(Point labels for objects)
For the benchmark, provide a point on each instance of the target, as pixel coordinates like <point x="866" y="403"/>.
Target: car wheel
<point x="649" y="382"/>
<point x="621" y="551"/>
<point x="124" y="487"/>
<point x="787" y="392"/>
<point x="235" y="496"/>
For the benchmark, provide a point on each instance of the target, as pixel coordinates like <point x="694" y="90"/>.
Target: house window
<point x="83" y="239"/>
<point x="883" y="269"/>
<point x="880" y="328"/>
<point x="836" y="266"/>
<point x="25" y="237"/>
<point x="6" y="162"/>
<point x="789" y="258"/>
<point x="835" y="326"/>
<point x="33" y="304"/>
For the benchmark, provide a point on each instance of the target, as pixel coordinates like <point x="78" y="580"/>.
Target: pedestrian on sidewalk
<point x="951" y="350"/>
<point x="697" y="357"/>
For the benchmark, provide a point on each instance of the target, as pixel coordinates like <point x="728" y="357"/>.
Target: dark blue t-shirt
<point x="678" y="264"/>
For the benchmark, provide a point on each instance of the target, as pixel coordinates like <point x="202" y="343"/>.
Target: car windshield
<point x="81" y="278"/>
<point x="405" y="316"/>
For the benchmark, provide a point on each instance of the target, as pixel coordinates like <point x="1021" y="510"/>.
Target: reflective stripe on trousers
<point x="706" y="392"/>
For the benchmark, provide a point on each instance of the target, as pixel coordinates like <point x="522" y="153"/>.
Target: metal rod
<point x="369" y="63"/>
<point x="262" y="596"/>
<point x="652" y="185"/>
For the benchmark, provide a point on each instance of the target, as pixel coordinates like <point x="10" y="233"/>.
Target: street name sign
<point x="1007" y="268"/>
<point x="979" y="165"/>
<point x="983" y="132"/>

== Challenge ==
Keep only the lines of the items above that contain the string "coordinates", matching case exactly.

== Answer to the task ==
For the benchmark, provide a point on each instance of the target, as pixel coordinates like <point x="866" y="403"/>.
For the benchmark, provide a point on each instance of the target, as pixel coordinates like <point x="694" y="90"/>.
For the benchmark, provide a point on each instance of the target, as pixel coordinates like <point x="78" y="580"/>.
For the benchmark, provide a point on each instance of the target, as pixel coordinates like <point x="728" y="357"/>.
For the benchmark, provide a point on each instance of the target, as pixel coordinates like <point x="202" y="343"/>.
For the benchmark, provide a point on each instance of the target, as pixel coordinates like <point x="1021" y="510"/>.
For the benchmark, provide a point on each instance of the target, as pixel coordinates like <point x="522" y="153"/>.
For the benchmark, provide a point on each instance of the target, as pixel coordinates like <point x="10" y="233"/>.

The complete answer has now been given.